┌─ QUOTED PASSAGE
Vegetables and fruits are prone to rapid spoilage because of their high moisture contents (MC). Therefore, they are subjected to a drying process to achieve their long-term storage (Dev and Raghavan, 2012). Osmotic dehydration is a simple, low-cost drying pretreatment, which can increase the drying efficiency (Ahmed et al., 2016). In this pretreatment, the product is infiltrated with a highly concentrated solution of an osmotically active solute (e.g., salt, sugar, and polyol) to reduce the MC through osmosis (Lewicki and Lenart, 2006).

Although the drying kinetics of osmotic dehydration has been investigated, studies on the components and physicochemical properties of the resulting products are scarce. Therefore, the feasibility of drying processes that can be applied to aronia should be first explored. In addition, while the properties of the aronia extract or the characteristics of foods made with aronia powder or juice have been well-researched (Hwang and Lee, 2013), only a few studies have investigated the properties of aronia as a standalone product. The purpose of this study was to evaluate a potential pretreatment process to obtain new dried aronia food products that minimizes the reduction of functional substances such as phenolic compounds and antioxidants, but improves the sensory attributes through osmotic dehydration pretreatment using various sweeteners.

Materials and methods

Materials

Aronia (A. melanocarpa) was cultivated in a farm in Sangju-si, Kyungsangbuk-do, Korea, and was still frozen upon purchase. After removing the stems, aronia berries were sorted by weight (1.20 and 0.20 g) and thawed for 90 min before pretreatment. Sucrose (100%; CJ, Incheon, Korea), glucose (99.5% with 0.5% dextrin; Hwami, Incheon, Korea), and xylitol (100%; Roquette, Lestrem, France) were used as sweeteners. These sweeteners are classified as a disaccharide, monosaccharide, and sugar alcohol, respectively; hence, they have different structures.
└─
_WHAT THE TASK ASKS_
Continue the passage on osmotic dehydration of aronia berries from where it stops. The listing that follows is not needed for this.
┌─ DATA EXCERPTS
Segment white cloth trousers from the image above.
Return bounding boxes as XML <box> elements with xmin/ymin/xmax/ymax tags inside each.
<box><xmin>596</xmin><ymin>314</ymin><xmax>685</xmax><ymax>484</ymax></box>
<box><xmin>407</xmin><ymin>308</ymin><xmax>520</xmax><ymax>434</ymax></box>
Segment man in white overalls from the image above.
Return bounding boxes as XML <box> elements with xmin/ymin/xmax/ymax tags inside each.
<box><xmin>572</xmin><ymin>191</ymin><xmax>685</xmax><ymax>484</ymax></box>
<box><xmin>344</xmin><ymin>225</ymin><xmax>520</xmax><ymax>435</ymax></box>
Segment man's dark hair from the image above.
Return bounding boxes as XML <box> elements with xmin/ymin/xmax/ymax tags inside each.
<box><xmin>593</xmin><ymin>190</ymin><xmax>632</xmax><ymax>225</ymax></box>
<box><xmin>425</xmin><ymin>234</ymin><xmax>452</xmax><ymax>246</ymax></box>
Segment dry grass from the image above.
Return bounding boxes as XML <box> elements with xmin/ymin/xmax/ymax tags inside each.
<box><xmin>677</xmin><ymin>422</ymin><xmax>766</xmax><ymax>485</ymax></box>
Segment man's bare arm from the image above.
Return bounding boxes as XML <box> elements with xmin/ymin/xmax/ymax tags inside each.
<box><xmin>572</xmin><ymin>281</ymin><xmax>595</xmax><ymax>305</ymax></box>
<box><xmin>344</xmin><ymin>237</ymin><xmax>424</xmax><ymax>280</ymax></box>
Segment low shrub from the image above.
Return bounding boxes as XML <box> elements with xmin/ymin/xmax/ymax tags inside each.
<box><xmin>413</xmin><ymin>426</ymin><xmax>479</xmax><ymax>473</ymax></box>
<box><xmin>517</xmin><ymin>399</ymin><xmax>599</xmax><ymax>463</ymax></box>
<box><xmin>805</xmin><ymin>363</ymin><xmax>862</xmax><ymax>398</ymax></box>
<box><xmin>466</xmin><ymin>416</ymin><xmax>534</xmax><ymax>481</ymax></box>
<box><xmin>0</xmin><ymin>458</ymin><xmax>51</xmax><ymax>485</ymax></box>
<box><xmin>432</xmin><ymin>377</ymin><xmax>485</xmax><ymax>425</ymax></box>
└─
_IN RESPONSE_
Osmotic dehydration pretreatment

Sucrose, glucose, and xylitol were used to prepare highly concentrated osmotic solutions (60 °Brix) to achieve the same sweetness values. Aronia berries were placed in each solution in a ratio of 1:4 (w:w) and then subjected to osmotic dehydration at 40°C for 3 h by applying 40-kHz ultrasonic waves using an ultrasonic cleaner (DH.WUC. D22H, Daihan-Sci, Wonju, Korea). After pretreatment, osmo-dehydrated aronia berries were washed with distilled water (DW) for 10 sec and wiped with a tissue paper to remove any water from the surface.

Drying

Hot-air drying was conducted at 50°C for 57 h using a dryer (BL950903, Gumbok Stoke Co., Ltd., Seoul, Korea). Freeze-drying was conducted for 4 days using a lyophilizer (LP20-XX, Ilshin Biobase Co., Ltd., Dongducheon, Korea). To determine the optimum drying time for aronia berries, the conditions with the highest overall preference were selected through a preliminary experiment, and the drying time was set. The samples were grouped as follows: raw aronia (CON), freeze-dried aronia (FD), aronia osmodehydrated using sucrose and FDs, aronia osmo-dehydrated using glucose and freeze-dried (FDG), osmo-dehydrated using xylitol and freeze-dried (FDX), hot-air-dried aronia (HD), aronia osmo-dehydrated using sucrose and hot-airdried (HDS), aronia osmo-dehydrated using glucose and hot-air-dried (HDG), and aronia osmo-dehydrated using xylitol and hot-air-dried (HDX).

Moisture content

The moisture content (MC) of dried aronia was measured gravimetrically by drying in an oven (JSOF-150, JS Research, Inc., Gongju, Korea) at 103°C for 40 h, which was calculated by the following equation:

MC= (w 0 − ws) / w 0 × 100 (%)

where w0 is the initial weight of aronia and wS is the weight of oven-dried aronia.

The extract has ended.